**Goal of the exercise**: When the records are reproduced, each one must match exactly, and no picture may be kept.

**Point-per-instance localization data**:

*** Block opens ***

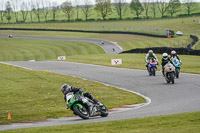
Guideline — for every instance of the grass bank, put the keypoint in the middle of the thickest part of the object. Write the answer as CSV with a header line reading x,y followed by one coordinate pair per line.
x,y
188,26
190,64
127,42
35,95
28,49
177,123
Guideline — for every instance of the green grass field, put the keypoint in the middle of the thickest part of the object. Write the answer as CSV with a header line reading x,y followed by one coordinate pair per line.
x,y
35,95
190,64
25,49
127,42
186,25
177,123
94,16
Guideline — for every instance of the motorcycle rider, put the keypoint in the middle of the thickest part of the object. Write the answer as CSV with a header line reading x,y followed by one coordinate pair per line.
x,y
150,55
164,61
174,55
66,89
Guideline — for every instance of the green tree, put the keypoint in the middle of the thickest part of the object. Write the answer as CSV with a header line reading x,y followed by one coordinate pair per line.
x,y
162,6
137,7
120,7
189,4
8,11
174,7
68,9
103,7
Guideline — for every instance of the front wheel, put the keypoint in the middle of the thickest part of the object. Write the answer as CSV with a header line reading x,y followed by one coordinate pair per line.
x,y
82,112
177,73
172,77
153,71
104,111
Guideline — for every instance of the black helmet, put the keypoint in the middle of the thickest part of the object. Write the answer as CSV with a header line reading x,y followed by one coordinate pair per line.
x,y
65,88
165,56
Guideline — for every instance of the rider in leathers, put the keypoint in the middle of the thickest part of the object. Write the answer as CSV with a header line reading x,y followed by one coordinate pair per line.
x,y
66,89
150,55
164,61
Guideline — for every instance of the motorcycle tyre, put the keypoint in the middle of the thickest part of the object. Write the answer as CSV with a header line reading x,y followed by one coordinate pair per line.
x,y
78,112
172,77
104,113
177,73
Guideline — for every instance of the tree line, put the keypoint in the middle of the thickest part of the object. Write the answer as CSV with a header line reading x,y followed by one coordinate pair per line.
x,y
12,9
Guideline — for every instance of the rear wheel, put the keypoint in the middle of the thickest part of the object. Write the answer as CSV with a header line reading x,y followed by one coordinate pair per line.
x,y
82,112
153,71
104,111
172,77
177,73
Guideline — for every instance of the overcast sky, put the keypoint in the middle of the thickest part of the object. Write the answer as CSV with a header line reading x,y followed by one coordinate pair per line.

*** Block closes ***

**Task response**:
Guideline — for every instance of the grass bank, put the keypoint in the middle of the thickest part of the object. Write the answer as CSV with a header line reading x,y followed by one coordinate pair per line.
x,y
188,26
190,64
127,42
35,95
28,49
177,123
Guideline — for every instance of the green grass field, put the keypoint in the middle of the thickest part of the object. Write the answer as CSV with a header line reading x,y followed by one coordinate pair per line.
x,y
35,95
190,64
25,49
127,42
186,25
177,123
94,16
Guideline — for every instance of the motorcycle rider, put the keypoint in the middle of the thickest part of the object. Write the answer as CSV with a header line reading x,y followed by one coordinate pair per line.
x,y
150,55
164,61
174,55
66,89
Guideline — for every instance of the green tree, put the keypoint in the middle of the thickest part of the object. Write the answer as CSV with a header line reading x,y followed by one coordinate pair per line.
x,y
162,6
137,7
120,7
189,4
8,11
174,7
68,9
103,7
Guideline — for every instance of the front wheel, put the keypoint in the middle of the thickest part of the object. Write the answer as CSV with a header line reading x,y followed by one coordinate pair per line.
x,y
82,112
177,73
172,77
153,71
104,111
Guideline — for every instance of the black helmet, put the keypoint in the middle of the thickest part of the object. Write the answer as CSV with a header line reading x,y followed by one coordinate pair per line.
x,y
65,88
165,56
Guideline — for every instance of the rider in leathers, put the keypoint in the middle of the thickest part of the object. Write the answer as CSV with a header line reading x,y followed by one coordinate pair per line.
x,y
66,89
150,55
164,61
Guideline — for every instance of the motorcycle tyre, put the keypoint in the middle of the thickest part of the object. Write the answer as CSV with a header line reading x,y followed by one coordinate pair per line.
x,y
78,112
172,77
104,113
177,73
Guideline — for every instance of the tree line, put the keypoint in the middle of the thickest part of the object. Write the answer as CSV with a header line reading x,y followed by one coordinate pair per line.
x,y
12,9
Guideline — for every instance of the rear wheel, put the keypoint in the middle of the thickest part of the object. Write the answer as CSV with a header line reading x,y followed by one coordinate pair per line.
x,y
82,112
153,71
104,111
172,77
177,73
Guideline — for every instance of the overcast sky, put the keypoint in the middle of the thickest part of the object. Write the answer as CSV with a header line reading x,y followed by one coordinate pair per line.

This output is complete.